Réduire directement les recettes
Le second chapitre du rapport correspond à la « revue de dépenses » commandée à la Cour par Gabriel Attal en mars. Cette revue propose ainsi des pistes « concernant les modalités de la participation des collectivités à la réalisation des objectifs fixés par la loi de programmation des finances publiques ». En clair, pour réduire les déficits des communes, départements et régions – qui comptent dans le déficit public au sens de Maastricht – de gré ou de force.

Votre travail.
#1 Indiquez si chaque affirmation concorde avec le texte, par oui ou par non, en citant les mots exacts qui permettent de trancher. (a) La revue de dépenses a été commandée par Gabriel Attal en mars. (b) Le déficit des régions n'entre pas dans le déficit public au sens de Maastricht. (c) La revue de dépenses constitue le premier chapitre du rapport.
#2 Reproduisez mot pour mot le passage du texte qui va de « Réduire directement les » à « ou de force. ».
Appuyez-vous seulement sur le texte.

Extraits des entrées.
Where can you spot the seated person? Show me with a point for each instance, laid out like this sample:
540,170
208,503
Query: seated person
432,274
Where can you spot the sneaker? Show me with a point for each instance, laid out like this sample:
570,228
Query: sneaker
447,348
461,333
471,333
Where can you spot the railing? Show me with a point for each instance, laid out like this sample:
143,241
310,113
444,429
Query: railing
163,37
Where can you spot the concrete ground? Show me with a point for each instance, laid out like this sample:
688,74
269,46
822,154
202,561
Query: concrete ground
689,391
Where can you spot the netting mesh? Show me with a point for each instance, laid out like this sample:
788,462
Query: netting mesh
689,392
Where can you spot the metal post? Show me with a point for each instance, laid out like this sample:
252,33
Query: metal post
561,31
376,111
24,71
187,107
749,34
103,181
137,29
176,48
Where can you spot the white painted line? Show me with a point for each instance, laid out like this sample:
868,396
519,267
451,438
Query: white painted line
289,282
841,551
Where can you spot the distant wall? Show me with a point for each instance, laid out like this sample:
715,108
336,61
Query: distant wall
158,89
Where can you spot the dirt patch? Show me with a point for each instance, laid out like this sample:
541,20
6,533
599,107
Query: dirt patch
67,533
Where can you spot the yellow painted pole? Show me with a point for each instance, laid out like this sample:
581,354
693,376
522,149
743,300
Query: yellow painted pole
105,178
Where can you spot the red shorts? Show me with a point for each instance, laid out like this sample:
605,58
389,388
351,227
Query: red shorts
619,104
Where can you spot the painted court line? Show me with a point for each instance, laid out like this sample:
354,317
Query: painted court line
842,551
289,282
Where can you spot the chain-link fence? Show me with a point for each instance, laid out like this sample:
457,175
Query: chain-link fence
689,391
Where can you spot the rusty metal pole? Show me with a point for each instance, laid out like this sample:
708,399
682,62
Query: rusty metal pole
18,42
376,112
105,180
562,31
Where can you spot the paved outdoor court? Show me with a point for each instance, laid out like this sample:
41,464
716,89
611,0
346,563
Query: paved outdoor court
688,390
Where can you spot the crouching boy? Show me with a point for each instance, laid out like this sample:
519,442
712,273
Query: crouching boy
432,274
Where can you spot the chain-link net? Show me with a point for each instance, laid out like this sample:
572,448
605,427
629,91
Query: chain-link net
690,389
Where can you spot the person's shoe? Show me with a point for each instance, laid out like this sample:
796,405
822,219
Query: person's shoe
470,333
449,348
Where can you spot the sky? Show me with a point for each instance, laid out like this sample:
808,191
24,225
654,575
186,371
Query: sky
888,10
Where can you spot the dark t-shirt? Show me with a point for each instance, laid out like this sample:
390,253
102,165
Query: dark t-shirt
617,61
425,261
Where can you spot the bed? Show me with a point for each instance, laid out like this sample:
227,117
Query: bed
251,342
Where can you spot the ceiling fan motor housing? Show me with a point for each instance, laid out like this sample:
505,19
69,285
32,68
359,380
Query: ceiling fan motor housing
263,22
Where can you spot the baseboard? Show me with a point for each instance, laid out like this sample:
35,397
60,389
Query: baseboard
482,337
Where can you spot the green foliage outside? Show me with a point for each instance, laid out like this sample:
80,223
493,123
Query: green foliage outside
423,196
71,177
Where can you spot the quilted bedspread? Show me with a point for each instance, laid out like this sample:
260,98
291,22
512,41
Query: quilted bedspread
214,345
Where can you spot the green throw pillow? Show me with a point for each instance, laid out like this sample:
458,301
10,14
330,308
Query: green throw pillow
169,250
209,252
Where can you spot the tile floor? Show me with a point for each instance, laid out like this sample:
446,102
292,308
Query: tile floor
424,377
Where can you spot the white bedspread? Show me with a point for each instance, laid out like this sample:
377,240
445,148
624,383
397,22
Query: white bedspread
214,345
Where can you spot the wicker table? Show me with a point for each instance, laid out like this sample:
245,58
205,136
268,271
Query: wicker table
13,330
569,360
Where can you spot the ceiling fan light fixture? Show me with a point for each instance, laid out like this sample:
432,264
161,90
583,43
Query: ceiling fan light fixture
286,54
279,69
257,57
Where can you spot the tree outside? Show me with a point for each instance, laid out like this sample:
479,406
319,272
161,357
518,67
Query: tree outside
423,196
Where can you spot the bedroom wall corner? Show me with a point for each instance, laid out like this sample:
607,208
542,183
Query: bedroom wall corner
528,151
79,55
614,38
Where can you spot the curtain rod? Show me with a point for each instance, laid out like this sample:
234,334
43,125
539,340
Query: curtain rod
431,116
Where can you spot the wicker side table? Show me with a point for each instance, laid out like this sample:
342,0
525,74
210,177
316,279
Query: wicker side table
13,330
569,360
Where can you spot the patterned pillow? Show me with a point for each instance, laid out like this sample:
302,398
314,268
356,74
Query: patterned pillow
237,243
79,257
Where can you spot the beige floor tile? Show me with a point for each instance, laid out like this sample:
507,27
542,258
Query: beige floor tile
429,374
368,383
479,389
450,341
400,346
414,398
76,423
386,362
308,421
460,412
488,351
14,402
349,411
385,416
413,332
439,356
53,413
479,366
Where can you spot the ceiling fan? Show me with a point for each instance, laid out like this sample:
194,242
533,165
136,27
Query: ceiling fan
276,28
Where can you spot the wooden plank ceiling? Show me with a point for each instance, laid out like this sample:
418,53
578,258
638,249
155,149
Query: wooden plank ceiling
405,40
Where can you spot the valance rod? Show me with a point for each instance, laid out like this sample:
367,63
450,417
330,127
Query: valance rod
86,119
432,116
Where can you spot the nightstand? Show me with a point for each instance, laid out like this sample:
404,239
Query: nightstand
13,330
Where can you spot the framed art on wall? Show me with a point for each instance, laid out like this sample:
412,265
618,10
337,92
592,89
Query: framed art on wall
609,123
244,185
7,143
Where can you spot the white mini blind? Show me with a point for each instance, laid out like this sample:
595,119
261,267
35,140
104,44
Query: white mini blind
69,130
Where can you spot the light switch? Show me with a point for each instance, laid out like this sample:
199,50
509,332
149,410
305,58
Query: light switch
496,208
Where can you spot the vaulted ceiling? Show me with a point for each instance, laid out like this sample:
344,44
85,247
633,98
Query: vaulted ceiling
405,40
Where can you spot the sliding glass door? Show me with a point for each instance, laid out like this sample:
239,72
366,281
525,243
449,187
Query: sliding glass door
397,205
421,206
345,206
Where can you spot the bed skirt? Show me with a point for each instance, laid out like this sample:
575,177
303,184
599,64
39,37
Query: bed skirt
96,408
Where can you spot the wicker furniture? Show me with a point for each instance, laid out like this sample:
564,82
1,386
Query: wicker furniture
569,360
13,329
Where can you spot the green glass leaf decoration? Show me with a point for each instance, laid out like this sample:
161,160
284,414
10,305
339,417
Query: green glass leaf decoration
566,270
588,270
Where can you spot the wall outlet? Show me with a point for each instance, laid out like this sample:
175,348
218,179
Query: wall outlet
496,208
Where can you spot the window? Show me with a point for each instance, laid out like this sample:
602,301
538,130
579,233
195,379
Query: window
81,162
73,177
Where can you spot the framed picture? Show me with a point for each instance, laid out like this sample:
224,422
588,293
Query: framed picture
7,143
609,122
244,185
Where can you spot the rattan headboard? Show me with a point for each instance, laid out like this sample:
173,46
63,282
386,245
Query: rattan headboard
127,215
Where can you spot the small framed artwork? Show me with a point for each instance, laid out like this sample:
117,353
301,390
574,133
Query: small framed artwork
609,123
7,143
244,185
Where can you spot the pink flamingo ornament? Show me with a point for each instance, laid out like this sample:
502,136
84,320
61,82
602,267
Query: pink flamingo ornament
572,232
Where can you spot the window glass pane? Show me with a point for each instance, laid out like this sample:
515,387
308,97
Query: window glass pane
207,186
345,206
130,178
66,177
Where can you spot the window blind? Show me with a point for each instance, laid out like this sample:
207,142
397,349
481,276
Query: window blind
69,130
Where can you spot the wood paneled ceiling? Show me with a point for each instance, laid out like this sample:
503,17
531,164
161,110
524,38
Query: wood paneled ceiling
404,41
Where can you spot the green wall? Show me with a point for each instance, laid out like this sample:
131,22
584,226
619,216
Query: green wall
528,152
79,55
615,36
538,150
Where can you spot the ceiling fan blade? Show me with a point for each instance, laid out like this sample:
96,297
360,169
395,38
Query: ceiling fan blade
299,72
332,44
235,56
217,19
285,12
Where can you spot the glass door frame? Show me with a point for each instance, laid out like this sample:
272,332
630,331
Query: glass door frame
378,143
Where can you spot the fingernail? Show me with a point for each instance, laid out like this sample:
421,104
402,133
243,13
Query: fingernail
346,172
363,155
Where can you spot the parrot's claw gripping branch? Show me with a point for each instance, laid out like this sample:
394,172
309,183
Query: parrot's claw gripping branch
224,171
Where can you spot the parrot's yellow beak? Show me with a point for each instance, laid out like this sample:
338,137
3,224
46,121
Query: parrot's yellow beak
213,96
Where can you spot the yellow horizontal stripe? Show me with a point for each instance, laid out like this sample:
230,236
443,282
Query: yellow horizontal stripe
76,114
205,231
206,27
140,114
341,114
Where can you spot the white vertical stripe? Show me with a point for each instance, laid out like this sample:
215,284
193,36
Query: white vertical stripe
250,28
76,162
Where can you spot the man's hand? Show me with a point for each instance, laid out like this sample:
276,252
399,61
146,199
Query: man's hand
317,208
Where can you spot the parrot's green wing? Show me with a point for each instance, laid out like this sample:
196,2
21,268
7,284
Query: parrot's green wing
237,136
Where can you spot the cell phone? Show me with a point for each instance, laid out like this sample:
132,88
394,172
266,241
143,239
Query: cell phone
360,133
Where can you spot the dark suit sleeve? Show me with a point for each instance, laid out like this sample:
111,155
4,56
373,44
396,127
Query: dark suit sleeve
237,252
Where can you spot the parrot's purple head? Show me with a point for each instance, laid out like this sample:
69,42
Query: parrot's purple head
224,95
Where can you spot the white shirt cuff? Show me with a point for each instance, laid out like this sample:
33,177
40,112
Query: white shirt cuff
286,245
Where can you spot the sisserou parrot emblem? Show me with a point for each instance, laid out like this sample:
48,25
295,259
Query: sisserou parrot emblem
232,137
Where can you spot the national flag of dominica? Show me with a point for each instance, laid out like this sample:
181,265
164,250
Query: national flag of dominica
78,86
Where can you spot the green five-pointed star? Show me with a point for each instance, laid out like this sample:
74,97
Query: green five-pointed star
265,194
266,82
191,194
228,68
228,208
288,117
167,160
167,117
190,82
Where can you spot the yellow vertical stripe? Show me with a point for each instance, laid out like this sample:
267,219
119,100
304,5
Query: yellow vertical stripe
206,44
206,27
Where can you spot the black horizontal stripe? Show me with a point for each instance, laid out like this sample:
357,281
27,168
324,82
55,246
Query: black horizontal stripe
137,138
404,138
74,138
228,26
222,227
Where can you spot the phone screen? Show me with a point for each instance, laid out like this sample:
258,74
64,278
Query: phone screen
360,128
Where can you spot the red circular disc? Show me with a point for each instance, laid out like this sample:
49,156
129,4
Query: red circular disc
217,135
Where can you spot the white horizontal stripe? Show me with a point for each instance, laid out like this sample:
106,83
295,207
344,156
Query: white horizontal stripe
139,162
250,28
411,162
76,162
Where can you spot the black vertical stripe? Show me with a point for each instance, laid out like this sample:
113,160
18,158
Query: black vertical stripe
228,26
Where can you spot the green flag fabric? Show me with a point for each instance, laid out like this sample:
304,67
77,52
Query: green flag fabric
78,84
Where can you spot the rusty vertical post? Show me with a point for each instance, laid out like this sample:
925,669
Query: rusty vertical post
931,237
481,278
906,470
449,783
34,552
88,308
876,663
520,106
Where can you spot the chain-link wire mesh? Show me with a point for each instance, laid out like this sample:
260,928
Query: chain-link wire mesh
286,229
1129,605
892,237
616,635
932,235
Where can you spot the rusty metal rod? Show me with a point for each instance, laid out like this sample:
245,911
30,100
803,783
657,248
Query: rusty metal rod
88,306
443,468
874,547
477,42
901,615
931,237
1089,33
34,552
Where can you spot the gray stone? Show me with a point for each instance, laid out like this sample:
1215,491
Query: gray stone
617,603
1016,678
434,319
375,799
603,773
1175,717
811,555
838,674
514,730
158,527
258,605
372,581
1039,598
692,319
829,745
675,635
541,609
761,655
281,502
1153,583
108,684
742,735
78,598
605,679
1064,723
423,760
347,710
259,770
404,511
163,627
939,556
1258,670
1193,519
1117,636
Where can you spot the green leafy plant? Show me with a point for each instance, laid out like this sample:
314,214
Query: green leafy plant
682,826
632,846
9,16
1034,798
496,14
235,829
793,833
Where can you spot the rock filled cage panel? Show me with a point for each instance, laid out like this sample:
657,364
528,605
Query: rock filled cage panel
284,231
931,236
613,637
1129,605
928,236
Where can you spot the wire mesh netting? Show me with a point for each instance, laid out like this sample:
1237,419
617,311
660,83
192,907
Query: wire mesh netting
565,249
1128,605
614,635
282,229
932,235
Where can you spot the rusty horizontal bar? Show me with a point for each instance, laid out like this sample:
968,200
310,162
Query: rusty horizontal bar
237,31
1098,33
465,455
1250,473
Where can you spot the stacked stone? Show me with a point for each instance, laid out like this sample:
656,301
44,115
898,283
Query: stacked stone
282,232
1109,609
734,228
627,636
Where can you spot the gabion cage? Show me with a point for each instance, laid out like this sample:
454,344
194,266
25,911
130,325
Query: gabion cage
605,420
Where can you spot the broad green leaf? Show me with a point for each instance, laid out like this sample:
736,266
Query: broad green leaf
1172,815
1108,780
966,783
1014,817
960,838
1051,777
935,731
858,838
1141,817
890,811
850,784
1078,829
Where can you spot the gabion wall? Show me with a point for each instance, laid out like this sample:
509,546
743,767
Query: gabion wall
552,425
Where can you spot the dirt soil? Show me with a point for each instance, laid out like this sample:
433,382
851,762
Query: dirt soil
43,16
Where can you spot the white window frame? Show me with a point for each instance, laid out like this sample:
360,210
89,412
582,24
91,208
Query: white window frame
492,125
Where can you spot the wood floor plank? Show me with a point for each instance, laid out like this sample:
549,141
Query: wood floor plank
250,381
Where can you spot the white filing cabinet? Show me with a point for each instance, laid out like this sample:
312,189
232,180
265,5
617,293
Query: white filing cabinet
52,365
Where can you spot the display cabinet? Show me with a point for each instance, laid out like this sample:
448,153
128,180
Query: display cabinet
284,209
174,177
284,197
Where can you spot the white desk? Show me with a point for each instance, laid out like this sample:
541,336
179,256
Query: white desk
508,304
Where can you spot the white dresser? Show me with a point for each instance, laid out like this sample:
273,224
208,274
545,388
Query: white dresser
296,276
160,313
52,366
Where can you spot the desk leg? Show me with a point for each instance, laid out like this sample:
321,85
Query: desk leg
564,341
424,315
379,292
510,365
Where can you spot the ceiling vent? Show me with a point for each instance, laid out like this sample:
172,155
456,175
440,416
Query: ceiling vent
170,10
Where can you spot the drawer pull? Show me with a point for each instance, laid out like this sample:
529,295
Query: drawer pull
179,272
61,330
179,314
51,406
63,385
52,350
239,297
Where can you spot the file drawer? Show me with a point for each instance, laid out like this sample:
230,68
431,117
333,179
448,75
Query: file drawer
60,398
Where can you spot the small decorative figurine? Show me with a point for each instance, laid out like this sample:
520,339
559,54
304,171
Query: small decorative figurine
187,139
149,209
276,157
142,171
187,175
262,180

Corrigé de l'exercice.
#1
(a) Oui : « commandée à la Cour par Gabriel Attal en mars ».
(b) Non : « qui comptent dans le déficit public au sens de Maastricht ».
(c) Non : « Le second chapitre du rapport correspond à la « revue de dépenses » ».

#2
Réduire directement les recettes
Le second chapitre du rapport correspond à la « revue de dépenses » commandée à la Cour par Gabriel Attal en mars. Cette revue propose ainsi des pistes « concernant les modalités de la participation des collectivités à la réalisation des objectifs fixés par la loi de programmation des finances publiques ». En clair, pour réduire les déficits des communes, départements et régions – qui comptent dans le déficit public au sens de Maastricht – de gré ou de force.